EXTRACTED INFORMATION:
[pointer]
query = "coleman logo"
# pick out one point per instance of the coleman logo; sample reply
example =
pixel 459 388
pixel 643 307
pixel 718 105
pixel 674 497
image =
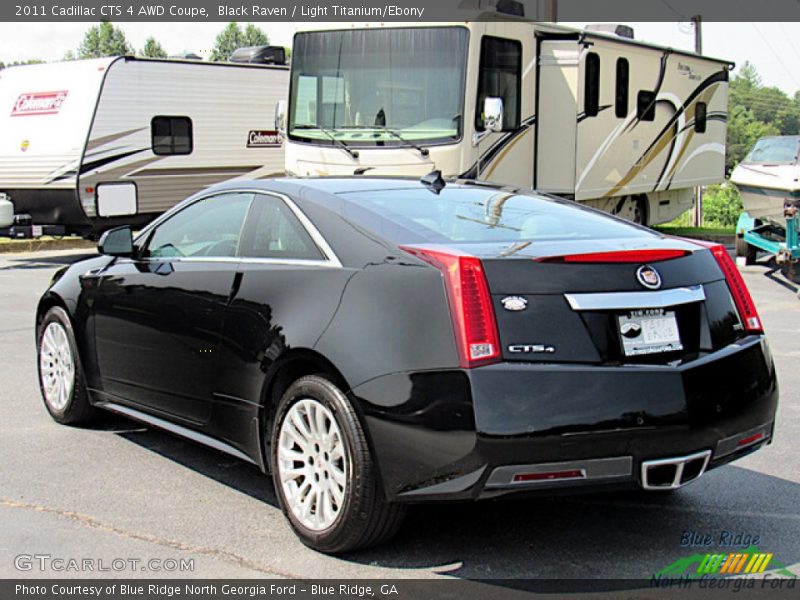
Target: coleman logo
pixel 648 277
pixel 38 103
pixel 263 139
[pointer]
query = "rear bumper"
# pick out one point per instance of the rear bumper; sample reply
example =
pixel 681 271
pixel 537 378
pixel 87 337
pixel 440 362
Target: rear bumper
pixel 543 428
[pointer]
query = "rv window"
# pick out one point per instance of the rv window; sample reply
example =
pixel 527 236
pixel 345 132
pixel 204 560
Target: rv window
pixel 700 117
pixel 621 96
pixel 591 92
pixel 273 231
pixel 171 135
pixel 646 106
pixel 499 77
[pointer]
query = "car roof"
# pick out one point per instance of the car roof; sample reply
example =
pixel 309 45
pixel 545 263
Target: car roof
pixel 354 184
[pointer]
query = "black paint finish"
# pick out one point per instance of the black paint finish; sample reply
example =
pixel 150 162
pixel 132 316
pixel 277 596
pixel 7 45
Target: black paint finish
pixel 209 344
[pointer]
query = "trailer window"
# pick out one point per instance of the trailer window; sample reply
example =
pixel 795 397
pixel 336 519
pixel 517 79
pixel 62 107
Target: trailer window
pixel 621 95
pixel 591 91
pixel 646 105
pixel 171 135
pixel 500 77
pixel 700 117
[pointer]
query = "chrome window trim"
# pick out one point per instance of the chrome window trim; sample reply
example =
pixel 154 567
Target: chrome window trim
pixel 330 260
pixel 635 300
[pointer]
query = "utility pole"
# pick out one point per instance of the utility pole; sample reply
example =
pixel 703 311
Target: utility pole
pixel 551 11
pixel 697 212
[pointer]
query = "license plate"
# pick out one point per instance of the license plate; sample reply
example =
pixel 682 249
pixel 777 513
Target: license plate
pixel 649 331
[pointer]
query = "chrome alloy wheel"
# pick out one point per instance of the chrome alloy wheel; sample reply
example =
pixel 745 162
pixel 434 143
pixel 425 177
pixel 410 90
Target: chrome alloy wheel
pixel 56 366
pixel 312 464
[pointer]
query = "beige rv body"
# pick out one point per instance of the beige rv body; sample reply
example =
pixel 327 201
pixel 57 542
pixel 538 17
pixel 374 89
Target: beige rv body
pixel 613 159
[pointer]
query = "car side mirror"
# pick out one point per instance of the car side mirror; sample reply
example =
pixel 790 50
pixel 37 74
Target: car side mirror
pixel 493 113
pixel 117 242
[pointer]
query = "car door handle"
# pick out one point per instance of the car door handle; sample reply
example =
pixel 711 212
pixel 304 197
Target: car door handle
pixel 237 283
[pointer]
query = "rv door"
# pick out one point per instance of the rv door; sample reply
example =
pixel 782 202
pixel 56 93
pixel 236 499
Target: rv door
pixel 557 115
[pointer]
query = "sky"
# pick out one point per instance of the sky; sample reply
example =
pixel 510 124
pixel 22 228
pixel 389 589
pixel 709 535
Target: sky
pixel 773 47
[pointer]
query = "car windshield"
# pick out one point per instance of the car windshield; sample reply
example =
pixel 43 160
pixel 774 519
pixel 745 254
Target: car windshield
pixel 775 150
pixel 360 86
pixel 465 215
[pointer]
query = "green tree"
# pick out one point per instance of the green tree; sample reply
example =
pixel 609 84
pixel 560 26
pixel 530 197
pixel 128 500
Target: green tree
pixel 152 49
pixel 233 37
pixel 104 40
pixel 254 36
pixel 32 61
pixel 743 132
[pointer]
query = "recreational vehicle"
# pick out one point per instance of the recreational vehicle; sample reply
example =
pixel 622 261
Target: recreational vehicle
pixel 88 145
pixel 625 126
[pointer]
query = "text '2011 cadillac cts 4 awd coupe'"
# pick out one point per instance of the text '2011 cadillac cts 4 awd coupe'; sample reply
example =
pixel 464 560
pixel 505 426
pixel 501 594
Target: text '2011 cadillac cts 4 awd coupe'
pixel 378 342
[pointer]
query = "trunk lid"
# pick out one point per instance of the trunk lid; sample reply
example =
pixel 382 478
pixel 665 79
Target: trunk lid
pixel 549 309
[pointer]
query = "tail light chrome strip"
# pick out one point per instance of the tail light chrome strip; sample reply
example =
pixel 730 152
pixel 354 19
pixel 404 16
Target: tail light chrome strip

WORK TO COMPLETE: An exact copy of all the lines above is required, with the pictures removed.

ANSWER AREA:
[pointer]
query = "coleman logo"
# pick out one point per instance of the coleman logo; sample reply
example =
pixel 459 388
pixel 643 307
pixel 718 105
pixel 674 497
image =
Target: coleman logo
pixel 648 277
pixel 38 103
pixel 263 139
[pointer]
query = "rear bumper"
# pick out one point per instance of the rear bumper; sample reply
example =
pixel 681 271
pixel 537 378
pixel 87 337
pixel 440 362
Target: rear bumper
pixel 543 428
[pointer]
query = "rv window"
# pick out one point per instance of the rv window; sample reply
example =
pixel 527 236
pixel 345 132
pixel 204 560
Target: rv window
pixel 700 117
pixel 621 96
pixel 591 92
pixel 273 231
pixel 171 135
pixel 646 106
pixel 499 77
[pointer]
query = "car roof"
# pick out one point per instance of the car roof; sample reply
example =
pixel 309 45
pixel 545 263
Target: car roof
pixel 354 184
[pointer]
query = "black paint finish"
# pick out one point per instance of the black paint finish; sample reply
example =
pixel 150 162
pixel 132 316
pixel 277 596
pixel 7 45
Target: black paint finish
pixel 209 344
[pointer]
query = "trailer window"
# pick out one point per instance of the trailer window; sample reply
example =
pixel 795 397
pixel 336 519
pixel 517 79
pixel 62 107
Target: trailer window
pixel 621 95
pixel 591 91
pixel 646 105
pixel 171 135
pixel 500 77
pixel 700 117
[pointer]
query = "chrome window trim"
# pick out one point per instance of the chrome window trim; sample reply
example =
pixel 154 567
Target: chrome window trim
pixel 330 260
pixel 635 300
[pointer]
query = "utility pole"
# pick out one point per instance of the utility pole; sample reply
example =
pixel 703 311
Target: utility pole
pixel 551 11
pixel 697 212
[pointer]
query = "license plate"
# pick out one point per instance of the license plate; sample reply
example =
pixel 682 249
pixel 777 513
Target: license plate
pixel 649 331
[pointer]
query = "chrome alloy wheel"
# pick out one point per instance of the chrome alloy wheel; sample reply
example =
pixel 745 162
pixel 434 143
pixel 425 177
pixel 410 90
Target: chrome alloy wheel
pixel 56 366
pixel 312 464
[pointer]
query = "beige rv body"
# pick out one point per instance of the beige rv body; sample reply
example =
pixel 327 201
pixel 57 542
pixel 538 17
pixel 374 89
Target: beige rv body
pixel 613 159
[pointer]
query = "car side mirror"
# pick out one point per instance of the car side mirror; sample reply
example =
pixel 790 50
pixel 37 74
Target: car side mirror
pixel 493 113
pixel 117 242
[pointer]
query = "car door handle"
# pick out one point per instance of the car door handle; sample reply
example =
pixel 711 212
pixel 304 197
Target: car door handle
pixel 237 283
[pointer]
query = "rv door"
# pick out one point per instance of the rv door; sample reply
example =
pixel 782 202
pixel 56 93
pixel 236 499
Target: rv door
pixel 557 115
[pointer]
query = "sky"
# pick out one point per instance of the sky; sample reply
example =
pixel 510 124
pixel 22 228
pixel 389 589
pixel 709 535
Target: sky
pixel 773 47
[pointer]
query = "car windshield"
# pick out one point per instance of the car windshield; sample reply
example =
pixel 43 160
pixel 774 519
pixel 745 254
Target: car windshield
pixel 775 150
pixel 360 86
pixel 465 215
[pointer]
query = "green tree"
# pick out one point per instance of the green tree; sample reply
example =
pixel 609 84
pixel 560 26
pixel 530 197
pixel 128 500
Target: green tree
pixel 152 49
pixel 233 37
pixel 104 40
pixel 254 36
pixel 32 61
pixel 743 132
[pointer]
query = "recreational vehicle"
# pick out one point per instance of the recreational vehicle; sample reply
example =
pixel 622 261
Target: recreational vehicle
pixel 88 145
pixel 625 126
[pointer]
query = "text '2011 cadillac cts 4 awd coupe'"
# pick out one point per instance of the text '2011 cadillac cts 4 awd coupe'; sample reply
example =
pixel 464 560
pixel 505 426
pixel 501 594
Target: text '2011 cadillac cts 4 awd coupe'
pixel 378 342
[pointer]
query = "trunk lid"
# pick out one point per instance of the trunk lid; sample reply
example =
pixel 382 478
pixel 665 79
Target: trunk lid
pixel 549 309
[pointer]
query = "tail light chrome strip"
# pick out one point per instance of the tail light chrome strip; sample reply
example =
pixel 730 152
pixel 354 19
pixel 404 16
Target: tail light chrome strip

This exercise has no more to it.